Outline annotation records:
- - -
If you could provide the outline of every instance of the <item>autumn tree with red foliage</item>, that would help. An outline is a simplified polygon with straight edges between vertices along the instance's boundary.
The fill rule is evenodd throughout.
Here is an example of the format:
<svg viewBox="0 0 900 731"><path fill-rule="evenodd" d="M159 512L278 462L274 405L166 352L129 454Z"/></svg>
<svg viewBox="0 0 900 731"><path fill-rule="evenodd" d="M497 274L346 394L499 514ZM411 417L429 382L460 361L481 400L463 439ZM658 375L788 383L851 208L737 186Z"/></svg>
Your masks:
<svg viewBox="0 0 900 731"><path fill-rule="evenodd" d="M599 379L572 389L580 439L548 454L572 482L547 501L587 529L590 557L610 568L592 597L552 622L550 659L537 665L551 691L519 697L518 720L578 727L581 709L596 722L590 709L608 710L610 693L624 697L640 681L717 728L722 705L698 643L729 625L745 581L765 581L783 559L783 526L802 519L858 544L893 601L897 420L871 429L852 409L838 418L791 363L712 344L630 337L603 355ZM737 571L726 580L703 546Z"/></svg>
- - -
* _Job_
Convert every line of the listing above into a Markdown table with the columns "Row" and "Line," numbering each row and omitting blank lines.

* _Exercise result_
| Row | Line |
|---|---|
| 1 | If you could provide the outline of every instance of the <item>autumn tree with red foliage</item>, that would help. An outline is a simplified polygon with straight edges between vertices along the instance's boundary. |
| 2 | The fill rule is evenodd throughout. |
| 3 | Here is an example of the format: |
| 4 | <svg viewBox="0 0 900 731"><path fill-rule="evenodd" d="M159 512L278 462L274 405L166 352L129 454Z"/></svg> |
| 5 | <svg viewBox="0 0 900 731"><path fill-rule="evenodd" d="M497 274L346 394L499 514ZM411 417L429 382L460 361L481 400L463 439ZM658 375L788 383L851 208L737 186Z"/></svg> |
| 6 | Your masks: |
| 7 | <svg viewBox="0 0 900 731"><path fill-rule="evenodd" d="M599 379L572 389L580 439L548 454L572 482L547 501L587 529L590 557L610 568L592 597L552 622L550 659L537 665L551 691L519 697L518 720L578 727L581 709L596 722L590 709L608 710L610 693L624 697L640 681L717 728L722 705L698 643L729 625L745 581L765 581L783 559L783 526L802 519L858 544L893 601L897 420L871 429L852 409L838 418L791 363L712 344L630 337L603 355ZM737 571L726 580L703 546Z"/></svg> |